> _EXERCÍCIO_:
Responda com base no trecho sobre o Profic abaixo:
1. Que lei o Profic revoga, com número e data?
2. Segundo o trecho, em que perspectiva essa lei foi criada?
3. O que o escopo da nova lei de cultura deve delinear?

> _TRECHO DO DOCUMENTO_:
○ ○ ○ ○ ○ ○ ○

Mais do que uma revisão e uma atualização, o Programa de Fomento e Incentivo à Cultura (Profic) revoga a Lei Rouanet (Lei nº 8.313, de 23/12/1991), que já não tem mais sentido por ter sido criada numa perspectiva de que o mercado deveria mandar na cultura. Com o declínio do neoliberalismo, ficou obsoleto manter esse instrumento desalinhado dos avanços democráticos e com a estratégia de País que está sendo construída.
O papel da cultura na construção de novos sensos coletivos e na revitalização dos ambientes fundamentais ao exercício das vocações e convicções artísticas e intelectuais torna-se cada vez mais indispensável ao desenvolvimento em um mundo de multipolaridades, no qual cresce significativamente o valor dos bens simbólicos e dos conteúdos. O escopo da nova lei de cultura deve, portanto, delinear bem o que cabe ao Estado, à sociedade civil e a iniciativa privada nessa tarefa.

○ ○ ○ ○ ○ ○ ○

(Registros do conjunto de dados de anotação por pontos)

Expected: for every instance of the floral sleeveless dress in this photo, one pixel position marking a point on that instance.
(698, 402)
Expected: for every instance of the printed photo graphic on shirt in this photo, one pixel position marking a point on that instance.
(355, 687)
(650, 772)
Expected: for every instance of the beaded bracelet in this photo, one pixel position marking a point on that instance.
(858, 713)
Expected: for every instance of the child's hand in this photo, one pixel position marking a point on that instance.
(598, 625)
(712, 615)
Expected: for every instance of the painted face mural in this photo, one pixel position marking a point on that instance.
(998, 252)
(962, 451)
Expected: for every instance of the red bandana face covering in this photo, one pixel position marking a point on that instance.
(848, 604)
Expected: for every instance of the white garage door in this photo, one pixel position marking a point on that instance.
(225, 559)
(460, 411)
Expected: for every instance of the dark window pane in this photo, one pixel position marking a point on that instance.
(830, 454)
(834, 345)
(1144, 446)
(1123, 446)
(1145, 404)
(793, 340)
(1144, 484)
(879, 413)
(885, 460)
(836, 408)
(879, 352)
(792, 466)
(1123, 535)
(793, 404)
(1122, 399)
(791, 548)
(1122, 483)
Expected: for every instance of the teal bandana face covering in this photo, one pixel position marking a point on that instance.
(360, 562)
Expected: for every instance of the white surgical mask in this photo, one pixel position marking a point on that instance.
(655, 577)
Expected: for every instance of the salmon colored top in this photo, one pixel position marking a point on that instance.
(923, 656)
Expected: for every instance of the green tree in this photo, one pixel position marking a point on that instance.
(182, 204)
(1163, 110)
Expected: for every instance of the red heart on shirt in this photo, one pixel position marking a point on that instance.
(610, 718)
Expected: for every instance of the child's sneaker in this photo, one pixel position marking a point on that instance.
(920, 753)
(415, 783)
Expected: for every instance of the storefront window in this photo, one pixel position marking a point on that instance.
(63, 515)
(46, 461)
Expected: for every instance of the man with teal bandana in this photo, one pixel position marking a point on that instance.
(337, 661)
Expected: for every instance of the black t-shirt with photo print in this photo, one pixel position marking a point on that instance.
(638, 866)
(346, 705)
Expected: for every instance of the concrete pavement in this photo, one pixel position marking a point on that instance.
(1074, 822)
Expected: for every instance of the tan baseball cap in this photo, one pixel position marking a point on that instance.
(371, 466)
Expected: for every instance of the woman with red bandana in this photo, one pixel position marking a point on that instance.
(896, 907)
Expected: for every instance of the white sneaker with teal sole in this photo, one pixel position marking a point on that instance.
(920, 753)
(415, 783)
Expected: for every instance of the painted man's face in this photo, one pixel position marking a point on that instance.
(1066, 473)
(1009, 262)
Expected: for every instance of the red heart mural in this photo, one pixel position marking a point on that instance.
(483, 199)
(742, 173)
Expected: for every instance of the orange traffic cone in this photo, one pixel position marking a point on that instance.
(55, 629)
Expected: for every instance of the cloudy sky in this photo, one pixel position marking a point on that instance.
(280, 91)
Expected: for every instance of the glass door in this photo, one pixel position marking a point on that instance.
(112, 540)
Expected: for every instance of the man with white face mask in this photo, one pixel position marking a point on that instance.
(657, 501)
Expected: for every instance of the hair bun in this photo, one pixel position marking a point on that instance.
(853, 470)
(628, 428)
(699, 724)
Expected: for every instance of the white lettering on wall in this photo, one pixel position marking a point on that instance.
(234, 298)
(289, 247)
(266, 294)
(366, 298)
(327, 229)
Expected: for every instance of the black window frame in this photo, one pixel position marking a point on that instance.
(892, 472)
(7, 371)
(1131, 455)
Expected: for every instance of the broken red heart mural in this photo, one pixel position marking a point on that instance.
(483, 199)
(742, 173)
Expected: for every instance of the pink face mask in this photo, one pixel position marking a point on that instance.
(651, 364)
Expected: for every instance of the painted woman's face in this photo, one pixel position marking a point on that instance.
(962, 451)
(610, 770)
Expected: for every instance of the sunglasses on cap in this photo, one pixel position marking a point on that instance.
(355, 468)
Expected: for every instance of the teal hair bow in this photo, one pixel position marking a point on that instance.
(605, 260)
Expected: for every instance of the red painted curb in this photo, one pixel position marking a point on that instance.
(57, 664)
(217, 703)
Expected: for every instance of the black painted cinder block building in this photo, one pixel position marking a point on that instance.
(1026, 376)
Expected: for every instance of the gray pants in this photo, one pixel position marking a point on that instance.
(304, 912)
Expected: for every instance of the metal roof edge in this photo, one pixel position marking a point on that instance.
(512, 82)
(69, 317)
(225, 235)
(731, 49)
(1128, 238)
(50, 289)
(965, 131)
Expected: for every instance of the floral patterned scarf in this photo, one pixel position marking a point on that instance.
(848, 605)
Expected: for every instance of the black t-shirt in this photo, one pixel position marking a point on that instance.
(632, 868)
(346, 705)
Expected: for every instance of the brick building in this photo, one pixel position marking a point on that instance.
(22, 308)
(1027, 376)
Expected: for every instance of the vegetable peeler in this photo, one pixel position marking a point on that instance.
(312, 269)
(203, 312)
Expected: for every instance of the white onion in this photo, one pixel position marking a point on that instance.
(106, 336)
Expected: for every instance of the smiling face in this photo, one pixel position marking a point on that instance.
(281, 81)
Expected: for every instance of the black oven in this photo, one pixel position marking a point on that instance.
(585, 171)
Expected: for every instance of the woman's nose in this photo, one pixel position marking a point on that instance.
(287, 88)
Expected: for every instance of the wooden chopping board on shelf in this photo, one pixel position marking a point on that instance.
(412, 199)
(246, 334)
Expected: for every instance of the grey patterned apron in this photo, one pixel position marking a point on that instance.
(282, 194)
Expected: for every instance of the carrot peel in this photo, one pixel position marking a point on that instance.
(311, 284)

○ ○ ○ ○ ○ ○ ○

> _SOLUÇÃO DO PROBLEMA_:
1. A Lei Rouanet (Lei nº 8.313, de 23/12/1991).
2. Na perspectiva de que o mercado deveria mandar na cultura.
3. O que cabe ao Estado, à sociedade civil e à iniciativa privada na tarefa de construir novos sensos coletivos e revitalizar os ambientes fundamentais ao exercício das vocações e convicções artísticas e intelectuais.